Mollard donation takes students into geological landscapes of Saskatchewan

A recent donation from U of S alumnus Jack Mollard will give engineering students opportunities to learn more about interpreting the geological landscapes of Saskatchewan.

The Dr. Jack Mollard Sensing the Earth Tour, established this past September with a $100,000 gift, will give about 130 second-year civil, geological and environmental engineering students a chance to explore about a half dozen geologically significant locations between Saskatoon and North Battleford, said Jim Kells, head of the Department of Civil and Geological Engineering.

"The number one goal is to get the students out of the building and into the field," explained Kells, who worked with his colleague Grant Ferguson and the Mollard family to figure out how the gift could be best used in the college. "Students get to see features of the physical landscape that are important to our profession, like river valleys, glacial features and unstable slopes, and have them explained to them."

Human interaction with the natural environment like road construction or pipeline development is critical to civil, geological and environmental engineers, Kells continued, comparing the field trip to medical students getting time in the operating room.

• TASK INSTRUCTIONS
**a.** Reproduce everything in the Mollard donation article from "The Dr. Jack" down to "and Geological Engineering.".
**b.** Using the Mollard donation article, decide whether each statement agrees with it, answering yes or no and quoting the words that settle it: (i) The tour was funded by a $100,000 gift. (ii) The tour is intended for fourth-year engineering students. (iii) Kells worked with Grant Ferguson and the Mollard family to decide how the gift should be used.

• SUPPLIED INFORMATION
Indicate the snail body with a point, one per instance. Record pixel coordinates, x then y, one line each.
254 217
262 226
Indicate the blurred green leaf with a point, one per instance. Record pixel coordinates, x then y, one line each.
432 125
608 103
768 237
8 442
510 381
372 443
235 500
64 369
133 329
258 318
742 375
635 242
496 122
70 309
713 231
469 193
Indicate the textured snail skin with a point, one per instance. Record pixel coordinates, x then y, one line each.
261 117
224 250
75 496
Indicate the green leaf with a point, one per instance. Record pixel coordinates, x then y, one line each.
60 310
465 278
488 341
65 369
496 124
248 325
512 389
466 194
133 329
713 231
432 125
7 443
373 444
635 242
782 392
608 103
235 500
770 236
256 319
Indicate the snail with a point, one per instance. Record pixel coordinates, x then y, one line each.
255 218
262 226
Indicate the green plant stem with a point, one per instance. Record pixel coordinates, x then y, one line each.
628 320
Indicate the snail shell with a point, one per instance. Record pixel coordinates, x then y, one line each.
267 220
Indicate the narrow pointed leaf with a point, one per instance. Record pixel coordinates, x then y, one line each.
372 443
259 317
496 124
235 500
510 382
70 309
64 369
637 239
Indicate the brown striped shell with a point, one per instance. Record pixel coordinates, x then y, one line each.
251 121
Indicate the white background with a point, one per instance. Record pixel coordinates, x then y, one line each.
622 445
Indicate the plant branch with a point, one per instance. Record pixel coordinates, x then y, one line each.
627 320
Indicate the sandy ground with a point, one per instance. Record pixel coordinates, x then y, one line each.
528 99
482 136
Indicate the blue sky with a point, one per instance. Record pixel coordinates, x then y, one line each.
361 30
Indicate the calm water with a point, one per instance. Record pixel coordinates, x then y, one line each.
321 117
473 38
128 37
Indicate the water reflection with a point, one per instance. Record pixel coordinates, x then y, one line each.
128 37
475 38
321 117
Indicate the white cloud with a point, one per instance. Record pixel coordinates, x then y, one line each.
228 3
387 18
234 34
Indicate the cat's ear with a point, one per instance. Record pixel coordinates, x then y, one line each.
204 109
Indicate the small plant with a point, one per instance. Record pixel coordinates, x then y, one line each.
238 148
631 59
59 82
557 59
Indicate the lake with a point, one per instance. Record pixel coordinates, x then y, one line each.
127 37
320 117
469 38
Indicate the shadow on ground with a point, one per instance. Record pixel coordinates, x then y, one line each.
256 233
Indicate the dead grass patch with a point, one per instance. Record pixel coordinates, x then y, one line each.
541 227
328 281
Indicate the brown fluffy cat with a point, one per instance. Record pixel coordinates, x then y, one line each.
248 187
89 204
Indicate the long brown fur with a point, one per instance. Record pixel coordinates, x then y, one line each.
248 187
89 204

• ANSWERS FOR THE EXERCISE
**a.**
The Dr. Jack Mollard Sensing the Earth Tour, established this past September with a $100,000 gift, will give about 130 second-year civil, geological and environmental engineering students a chance to explore about a half dozen geologically significant locations between Saskatoon and North Battleford, said Jim Kells, head of the Department of Civil and Geological Engineering.

**b.**
(i) Yes: "established this past September with a $100,000 gift"
(ii) No: "about 130 second-year civil, geological and environmental engineering students"
(iii) Yes: "who worked with his colleague Grant Ferguson and the Mollard family to figure out how the gift could be best used in the college"